### Assignment
Your answer should hold exactly the lines from the one with "pin: the paved" through the final line of the data below, reproduced as written.

Referring expression data:
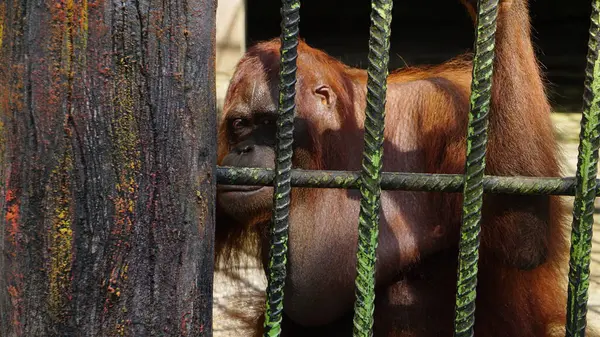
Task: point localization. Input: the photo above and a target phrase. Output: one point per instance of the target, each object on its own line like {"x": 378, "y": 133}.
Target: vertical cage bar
{"x": 290, "y": 13}
{"x": 585, "y": 193}
{"x": 379, "y": 46}
{"x": 464, "y": 320}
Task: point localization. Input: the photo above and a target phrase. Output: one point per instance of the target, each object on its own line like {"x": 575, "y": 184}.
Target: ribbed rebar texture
{"x": 290, "y": 12}
{"x": 379, "y": 46}
{"x": 585, "y": 193}
{"x": 399, "y": 181}
{"x": 474, "y": 171}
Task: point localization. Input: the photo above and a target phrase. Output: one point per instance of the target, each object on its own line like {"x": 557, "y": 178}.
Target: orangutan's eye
{"x": 238, "y": 124}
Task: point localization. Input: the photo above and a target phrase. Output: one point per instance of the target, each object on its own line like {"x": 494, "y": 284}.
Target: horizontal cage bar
{"x": 399, "y": 181}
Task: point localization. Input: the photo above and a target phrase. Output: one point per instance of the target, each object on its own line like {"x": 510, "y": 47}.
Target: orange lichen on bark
{"x": 15, "y": 279}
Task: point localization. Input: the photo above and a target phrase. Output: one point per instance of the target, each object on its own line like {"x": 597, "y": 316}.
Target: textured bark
{"x": 107, "y": 156}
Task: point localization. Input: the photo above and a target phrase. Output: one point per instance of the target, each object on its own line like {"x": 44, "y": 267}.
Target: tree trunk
{"x": 107, "y": 158}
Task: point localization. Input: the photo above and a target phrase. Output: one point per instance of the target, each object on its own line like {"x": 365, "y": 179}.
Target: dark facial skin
{"x": 249, "y": 127}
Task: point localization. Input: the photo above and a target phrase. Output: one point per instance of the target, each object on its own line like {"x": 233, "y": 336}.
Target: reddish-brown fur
{"x": 522, "y": 264}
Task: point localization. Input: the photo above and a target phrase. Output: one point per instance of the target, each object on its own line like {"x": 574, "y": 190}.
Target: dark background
{"x": 433, "y": 31}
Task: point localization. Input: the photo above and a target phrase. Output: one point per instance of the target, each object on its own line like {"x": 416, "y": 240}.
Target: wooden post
{"x": 107, "y": 167}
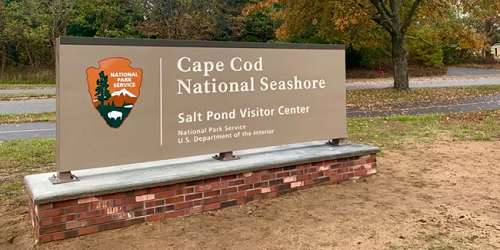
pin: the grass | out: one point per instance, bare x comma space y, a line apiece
27, 77
22, 157
395, 131
372, 99
27, 117
15, 97
4, 85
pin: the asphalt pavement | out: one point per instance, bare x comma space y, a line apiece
456, 77
27, 130
48, 129
30, 91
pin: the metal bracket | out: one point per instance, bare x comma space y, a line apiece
226, 156
334, 142
63, 177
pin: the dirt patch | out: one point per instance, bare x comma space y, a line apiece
426, 196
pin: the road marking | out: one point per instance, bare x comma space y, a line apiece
26, 131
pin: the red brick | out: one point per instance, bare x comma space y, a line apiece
77, 209
261, 184
175, 214
211, 206
253, 192
52, 228
245, 187
229, 190
283, 174
87, 230
229, 177
194, 196
236, 182
211, 193
155, 203
165, 194
266, 177
87, 215
174, 199
184, 205
153, 217
87, 200
45, 206
50, 212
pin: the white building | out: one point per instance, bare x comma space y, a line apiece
495, 50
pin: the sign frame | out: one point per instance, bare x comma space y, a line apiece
63, 41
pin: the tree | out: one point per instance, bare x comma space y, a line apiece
101, 90
396, 18
3, 40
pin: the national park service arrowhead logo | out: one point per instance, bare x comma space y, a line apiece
114, 88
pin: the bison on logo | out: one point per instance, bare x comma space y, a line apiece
114, 88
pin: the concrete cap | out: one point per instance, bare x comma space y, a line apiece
99, 181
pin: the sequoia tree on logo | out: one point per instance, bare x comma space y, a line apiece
114, 88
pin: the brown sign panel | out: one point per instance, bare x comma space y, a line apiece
182, 98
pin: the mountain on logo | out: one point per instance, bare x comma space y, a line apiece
113, 101
123, 92
121, 98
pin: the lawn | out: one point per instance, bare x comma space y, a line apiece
403, 172
27, 117
373, 99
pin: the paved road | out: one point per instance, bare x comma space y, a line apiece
27, 131
28, 106
461, 71
35, 91
47, 130
456, 77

### Solution to this problem
pin: the paved road | out: one point per instance, bare x comma space y, a line apiece
27, 131
28, 106
461, 71
35, 91
47, 130
456, 77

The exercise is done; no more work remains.